Directive -
Transcribe the records that follow. Keep every word exactly, and drop the pictures.

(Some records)
· · · · ·

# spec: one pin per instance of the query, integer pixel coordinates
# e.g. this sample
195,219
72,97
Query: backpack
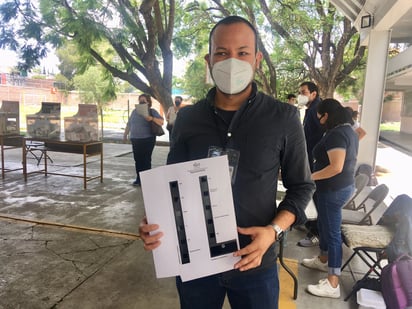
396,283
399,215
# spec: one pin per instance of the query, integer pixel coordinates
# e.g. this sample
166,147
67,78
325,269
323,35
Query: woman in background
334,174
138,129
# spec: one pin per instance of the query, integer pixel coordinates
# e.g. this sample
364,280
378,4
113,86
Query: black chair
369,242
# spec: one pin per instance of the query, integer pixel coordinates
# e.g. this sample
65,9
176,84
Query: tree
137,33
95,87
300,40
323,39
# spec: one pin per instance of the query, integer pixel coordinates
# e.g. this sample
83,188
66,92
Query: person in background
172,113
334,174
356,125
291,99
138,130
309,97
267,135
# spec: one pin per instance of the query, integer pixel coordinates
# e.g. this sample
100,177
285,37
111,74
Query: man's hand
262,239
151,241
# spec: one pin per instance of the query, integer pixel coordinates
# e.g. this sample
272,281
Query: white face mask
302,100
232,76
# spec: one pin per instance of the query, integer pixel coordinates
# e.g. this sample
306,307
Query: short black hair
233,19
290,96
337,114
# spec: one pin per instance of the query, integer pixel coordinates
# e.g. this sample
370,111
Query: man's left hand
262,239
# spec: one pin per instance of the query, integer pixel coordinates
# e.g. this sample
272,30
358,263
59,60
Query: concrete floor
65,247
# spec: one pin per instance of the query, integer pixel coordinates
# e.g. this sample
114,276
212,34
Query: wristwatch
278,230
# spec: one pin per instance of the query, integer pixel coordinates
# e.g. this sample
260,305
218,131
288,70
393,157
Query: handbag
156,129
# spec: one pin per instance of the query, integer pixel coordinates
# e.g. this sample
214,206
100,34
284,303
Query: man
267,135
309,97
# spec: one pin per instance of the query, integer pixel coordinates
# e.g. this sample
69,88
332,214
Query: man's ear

· · · · ·

Answer in full -
# spec: one pin per instance of the query, integer pixel coordinates
# e.g. this sample
195,219
72,97
Query: backpack
396,283
399,215
# spec: one pin per instance of the query, integer pixel coordinates
# e.g. this sample
166,147
67,78
325,269
323,35
Query: woman in background
334,174
138,129
# spec: one pin per instance of the query, integer pixel coordinates
# e.g. this sample
364,280
378,4
113,86
Query: black chair
369,242
# spec: one pin per instance of the query, integer pixel coordinates
# e.g. this sample
65,9
176,84
Query: tree
137,33
95,87
300,40
323,39
# spec: one pin per instance of the query, integer pixel coordinates
# e.g. this sample
83,188
66,92
Query: person in background
172,113
334,174
356,125
291,99
138,130
309,97
267,135
# spec: one pin per instance of the query, integer pixel coordinates
# e.g. this sample
100,177
285,37
111,74
Query: man's hand
262,239
151,241
# spec: one pin per instance of the query, integer pixel coordinates
# e.g. this sample
272,281
Query: white face mask
302,100
232,76
# spec: one pin per instance of the query, integer pixel coordinates
# e.g. this sample
306,307
Query: short black hair
233,19
290,96
337,114
# spec: one pin per instance of the query, integer pixel coordinates
# e.g. this sample
370,111
Query: man's left hand
262,239
# spec: one pin per instance of the query, integer pixel coordinates
# e.g. this sample
272,30
358,263
59,60
Query: concrete floor
65,247
# spec: one pin per instance of the query, integer pixel coordinates
# e.g. this sample
114,276
212,34
Query: wristwatch
278,230
# spec: one pin per instance of the query, integer pixel coordinates
# e.g. this sample
260,305
218,131
288,70
393,157
Query: handbag
156,129
# spec: one pin per instance of the query, integer pixel coordinates
# e.g. this sample
214,206
100,34
284,303
Query: man
267,135
309,97
# spec: one pin per instance of the query, integer pixel coordinates
# e.g. this sample
69,88
332,214
Query: man's ear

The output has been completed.